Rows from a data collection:
-=-=-=-=-

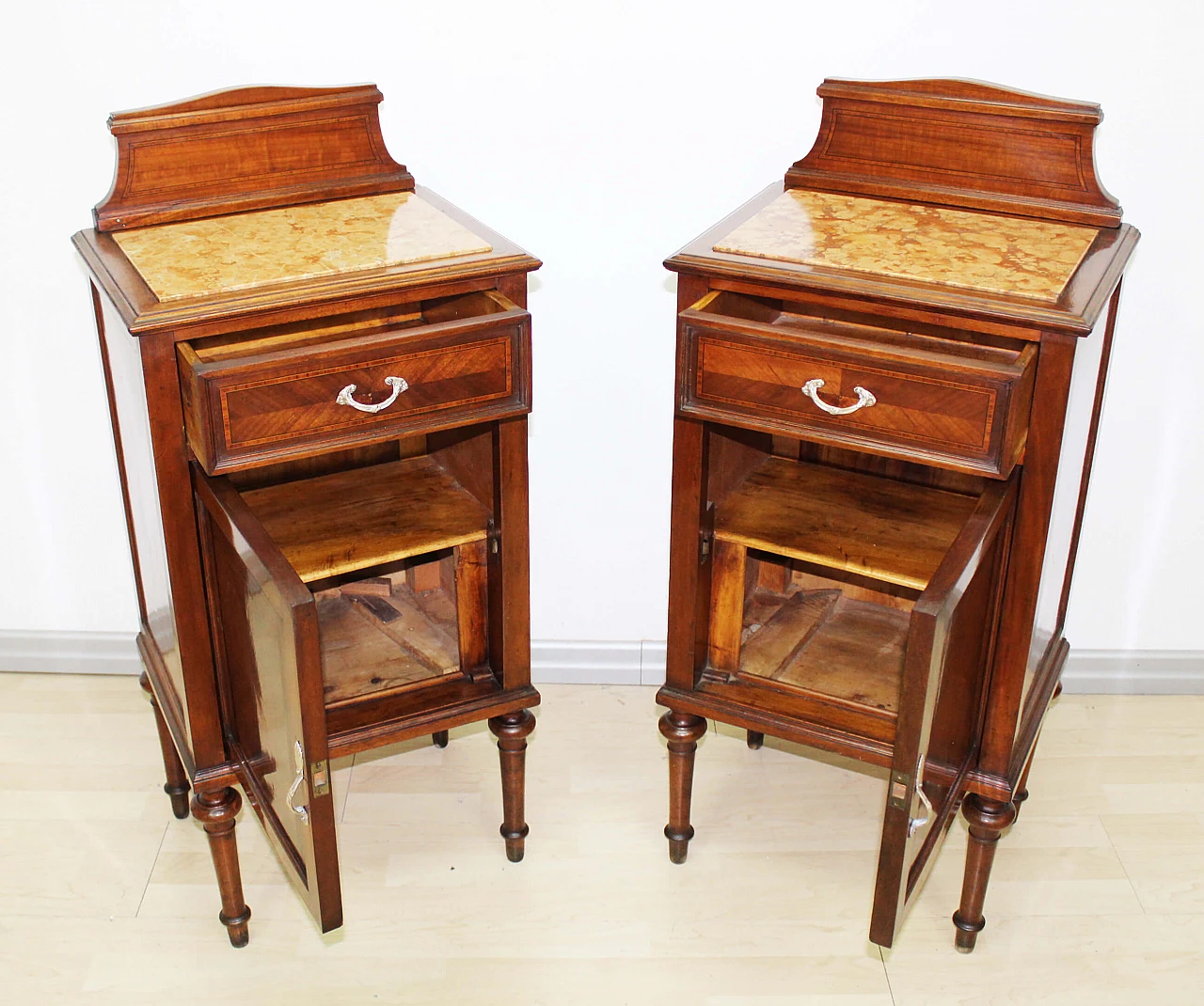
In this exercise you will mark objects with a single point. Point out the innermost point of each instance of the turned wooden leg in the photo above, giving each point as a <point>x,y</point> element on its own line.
<point>988,818</point>
<point>176,786</point>
<point>511,731</point>
<point>215,810</point>
<point>682,731</point>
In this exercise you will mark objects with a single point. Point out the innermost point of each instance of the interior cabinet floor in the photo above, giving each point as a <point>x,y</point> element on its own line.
<point>1097,894</point>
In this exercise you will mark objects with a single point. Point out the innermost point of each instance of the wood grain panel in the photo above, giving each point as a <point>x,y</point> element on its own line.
<point>937,400</point>
<point>877,527</point>
<point>247,149</point>
<point>354,520</point>
<point>279,401</point>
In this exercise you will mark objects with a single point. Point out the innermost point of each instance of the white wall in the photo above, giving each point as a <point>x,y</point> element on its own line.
<point>601,137</point>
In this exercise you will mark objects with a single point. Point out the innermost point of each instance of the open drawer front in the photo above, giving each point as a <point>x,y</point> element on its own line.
<point>931,396</point>
<point>295,390</point>
<point>351,610</point>
<point>860,611</point>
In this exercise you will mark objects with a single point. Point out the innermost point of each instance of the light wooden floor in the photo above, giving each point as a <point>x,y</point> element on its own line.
<point>1097,895</point>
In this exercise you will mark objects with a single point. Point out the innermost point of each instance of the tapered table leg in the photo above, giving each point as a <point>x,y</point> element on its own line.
<point>988,818</point>
<point>176,786</point>
<point>682,731</point>
<point>511,731</point>
<point>215,810</point>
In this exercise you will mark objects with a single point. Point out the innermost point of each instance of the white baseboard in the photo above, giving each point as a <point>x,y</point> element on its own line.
<point>606,662</point>
<point>70,652</point>
<point>1134,671</point>
<point>610,662</point>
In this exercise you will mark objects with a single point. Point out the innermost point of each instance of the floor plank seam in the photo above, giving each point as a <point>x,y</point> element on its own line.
<point>154,862</point>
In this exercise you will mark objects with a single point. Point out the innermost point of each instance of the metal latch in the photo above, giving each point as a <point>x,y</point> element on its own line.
<point>901,782</point>
<point>319,772</point>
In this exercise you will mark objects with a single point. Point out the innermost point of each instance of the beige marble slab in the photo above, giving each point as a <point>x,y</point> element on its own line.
<point>951,247</point>
<point>222,254</point>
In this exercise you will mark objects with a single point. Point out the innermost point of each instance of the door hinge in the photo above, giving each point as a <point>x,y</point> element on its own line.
<point>319,774</point>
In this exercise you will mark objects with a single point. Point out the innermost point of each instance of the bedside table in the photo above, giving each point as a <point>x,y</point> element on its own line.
<point>318,377</point>
<point>889,383</point>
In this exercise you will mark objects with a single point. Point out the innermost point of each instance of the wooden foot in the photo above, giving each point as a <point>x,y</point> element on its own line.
<point>988,818</point>
<point>176,786</point>
<point>511,731</point>
<point>682,731</point>
<point>215,811</point>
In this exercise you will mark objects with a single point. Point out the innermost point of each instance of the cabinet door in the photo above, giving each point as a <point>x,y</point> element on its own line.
<point>270,679</point>
<point>941,704</point>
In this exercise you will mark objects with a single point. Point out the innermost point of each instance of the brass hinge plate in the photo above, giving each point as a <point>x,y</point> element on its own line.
<point>901,783</point>
<point>319,774</point>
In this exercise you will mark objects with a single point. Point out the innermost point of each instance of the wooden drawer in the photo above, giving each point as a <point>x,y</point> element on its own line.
<point>280,394</point>
<point>938,401</point>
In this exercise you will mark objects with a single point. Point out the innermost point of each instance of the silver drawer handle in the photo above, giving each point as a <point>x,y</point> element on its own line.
<point>299,761</point>
<point>396,384</point>
<point>864,399</point>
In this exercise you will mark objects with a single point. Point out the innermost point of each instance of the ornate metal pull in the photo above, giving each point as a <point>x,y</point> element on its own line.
<point>299,763</point>
<point>864,399</point>
<point>396,384</point>
<point>915,824</point>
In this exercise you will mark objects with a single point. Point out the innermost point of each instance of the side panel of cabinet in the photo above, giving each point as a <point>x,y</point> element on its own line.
<point>121,357</point>
<point>270,669</point>
<point>1083,408</point>
<point>941,704</point>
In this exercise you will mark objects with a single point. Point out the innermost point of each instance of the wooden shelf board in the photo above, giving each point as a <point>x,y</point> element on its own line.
<point>886,529</point>
<point>832,645</point>
<point>334,525</point>
<point>372,645</point>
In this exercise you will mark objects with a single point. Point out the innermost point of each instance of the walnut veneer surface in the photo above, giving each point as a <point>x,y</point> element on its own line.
<point>217,255</point>
<point>936,244</point>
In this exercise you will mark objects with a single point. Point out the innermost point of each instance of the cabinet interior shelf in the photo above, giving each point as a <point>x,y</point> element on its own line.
<point>334,525</point>
<point>872,526</point>
<point>821,639</point>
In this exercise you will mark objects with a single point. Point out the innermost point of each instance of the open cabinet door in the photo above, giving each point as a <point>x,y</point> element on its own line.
<point>941,704</point>
<point>270,673</point>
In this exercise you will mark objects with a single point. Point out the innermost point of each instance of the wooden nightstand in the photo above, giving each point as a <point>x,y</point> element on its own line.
<point>319,377</point>
<point>888,390</point>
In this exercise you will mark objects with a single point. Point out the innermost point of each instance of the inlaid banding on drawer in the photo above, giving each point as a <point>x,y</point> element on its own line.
<point>291,391</point>
<point>928,398</point>
<point>908,407</point>
<point>263,411</point>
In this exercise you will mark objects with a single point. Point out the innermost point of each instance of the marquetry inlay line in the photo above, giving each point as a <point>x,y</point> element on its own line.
<point>1032,259</point>
<point>222,254</point>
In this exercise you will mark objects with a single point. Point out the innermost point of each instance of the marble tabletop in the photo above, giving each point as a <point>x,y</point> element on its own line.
<point>1023,258</point>
<point>222,254</point>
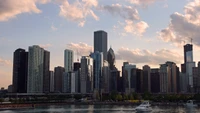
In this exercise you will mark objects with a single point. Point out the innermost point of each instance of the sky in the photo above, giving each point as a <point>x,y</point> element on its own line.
<point>139,31</point>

-=-=-=-=-

Stated goal
Rewrite every row above, changing "innermost point" to "center point" and leaving everything else as it stands. Omit the pictures from your answer.

Task solution
In this exercise you will mark objects with a single point. Point out the center point of each instance of the turned wooden leg in the photo above, giving each point as a <point>x,y</point> element on its own line.
<point>988,818</point>
<point>176,786</point>
<point>511,731</point>
<point>215,810</point>
<point>682,731</point>
In this exercise you will mark objects with a single point. Point out the center point of each instance of the interior cabinet floor in the photo above, giving each point as a <point>x,y</point> element on its own line.
<point>1097,894</point>
In this exercise you will mark objects with a single point. Point out the center point of each instance of the wood grain panel in the photo above, giving each point as a <point>x,y</point> element on its own line.
<point>937,400</point>
<point>877,527</point>
<point>247,149</point>
<point>354,520</point>
<point>279,401</point>
In this exercise you will mark objects with a single point. Point out the center point of each instance of the white wall in the photo above, giving each point as a <point>x,y</point> element on its own line.
<point>601,137</point>
In this exercise you will mark objects with a single point. Point out the center point of each instance of the open drawer front in the photo above, giving each point as a <point>x,y</point> element on its own line.
<point>931,396</point>
<point>295,390</point>
<point>351,610</point>
<point>860,611</point>
In this exercise you will mark objects with a single point. Point out the center point of each instance of the light wooden floor in the photo above, giving each point as a <point>x,y</point> element on its own line.
<point>1097,895</point>
In this exercise you will mark objects with a single point. Point out the center point of each instance of the tapered table leg in the photo above, giving each point as a <point>x,y</point> element on its own line.
<point>988,818</point>
<point>176,786</point>
<point>682,731</point>
<point>511,731</point>
<point>215,810</point>
In this exercise you will mark objects with a single point. Point out the center point of each instance of the white baseboard in the photo above, giving each point as a <point>x,y</point> element on its own line.
<point>606,662</point>
<point>70,652</point>
<point>1134,671</point>
<point>610,662</point>
In this exercise you will mark objects with a single point. Point out the center point of each instance of the floor plank seam in the photo above, giving each point as a <point>x,y</point> element on its own line.
<point>154,862</point>
In this exercise you will mark objects with a single point. Point out the center point of each instance of the metal latch in the photo above, giving each point as a <point>x,y</point> element on its own line.
<point>901,782</point>
<point>319,772</point>
In this exercise you will mark objects with a single point. Point out the center point of each instance of the beige marble slab in the photo above, giving each point as a <point>x,y</point> element on its own line.
<point>951,247</point>
<point>222,254</point>
In this exercise you will mark objects with a single point. Point out the center point of each instance of the door hinge in the photo above, giving each point as a <point>x,y</point> element on its own line.
<point>319,774</point>
In this exercise you will mark objects with a single point. Point out the center point of each instance of the bedside table in the photo above, giving each point as a <point>x,y</point> element on its own line.
<point>318,377</point>
<point>889,383</point>
In this exercise you will mark objects with a single point. Point out the center point of each instance of the wooden foot in the photo above, giving each point as a <point>x,y</point> element on its own line.
<point>988,818</point>
<point>176,786</point>
<point>511,731</point>
<point>682,731</point>
<point>215,811</point>
In this exercise you will mark objects with a single point. Point out the center point of each instance of the cabinet door in the photo above, giving each point as a <point>x,y</point> element on its own line.
<point>270,679</point>
<point>941,704</point>
In this exercise you will mark objects with a single point. Point out the center point of each instance of the brass hinge plate in the photo above, giving each point as a <point>x,y</point> element on its own line.
<point>901,783</point>
<point>319,774</point>
In this exercise you will mark objects with a single point. Point out the center point of each instance of the wooden drawer in the photo above, giving each point as a <point>x,y</point> element on its own line.
<point>280,394</point>
<point>938,401</point>
In this exercise you will mark objects with a single point. Point out the center point of each instance of the silver drawer handle in the photo above, giving each point as a <point>x,y</point> element on its own line.
<point>299,761</point>
<point>396,384</point>
<point>864,399</point>
In this exercise you will mark objects with a single point. Point out the center point of each instance of the ornate metal pull in the photo above, giving each point as a <point>x,y</point> element on its own line.
<point>299,763</point>
<point>864,399</point>
<point>396,384</point>
<point>915,824</point>
In this exercise you will mark objects with a single point. Point out the center point of each instance of the side panel of cabinet in the photo above, giving each point as a <point>x,y</point> element on its own line.
<point>121,357</point>
<point>270,669</point>
<point>1083,408</point>
<point>941,704</point>
In this exercise you will mark objects with a single point. Point out the center point of each instance of the wooden shelf board in the photo above, giving each point as a <point>x,y</point> element on its own line.
<point>886,529</point>
<point>832,645</point>
<point>334,525</point>
<point>372,645</point>
In this exercise you will mark objects with a single point. Point out the center point of each instance of the walnut veneer surface in the photo above, giving each point as a <point>x,y</point> element on its own line.
<point>217,255</point>
<point>936,244</point>
In this exercise you will mark objects with a single point. Point out the center point of each instance of the cabinet interior shelf in the photo above, giving each point as a <point>x,y</point> element on its own line.
<point>334,525</point>
<point>872,526</point>
<point>821,639</point>
In this exercise you will mark objects with a single point. Point out the center point of each instance of the open cabinet door in the photo above, giving each point as a <point>x,y</point> element on its own line.
<point>941,704</point>
<point>270,673</point>
In this exercise you will mark objects with a single point. Point out the center point of each instance of the wooden nightstand in the photo above, giving each point as a <point>x,y</point> element on its own line.
<point>319,377</point>
<point>888,390</point>
In this exercise you will mark objects with a single point. Point out the center point of each instance of the inlaid banding on drawer in the photo above, giving each point as a <point>x,y</point> element on its own line.
<point>291,391</point>
<point>928,398</point>
<point>908,407</point>
<point>263,411</point>
In this exercise you will mark objects with a single point. Point out the center point of each instance of the marquetry inlay line in the photo above, giving each point as a <point>x,y</point> element on its own line.
<point>1032,259</point>
<point>222,254</point>
In this exercise you will mark objects with a single point. Point out the center point of each instance of the marble tabletop in the photo above, giving each point as a <point>x,y</point> element on its own line.
<point>1023,258</point>
<point>222,254</point>
In this exercise you will mark objects with a single point. Point out the center point of each instance of the sky in the photo above, giving each point as a <point>x,y</point> element on its own line.
<point>139,31</point>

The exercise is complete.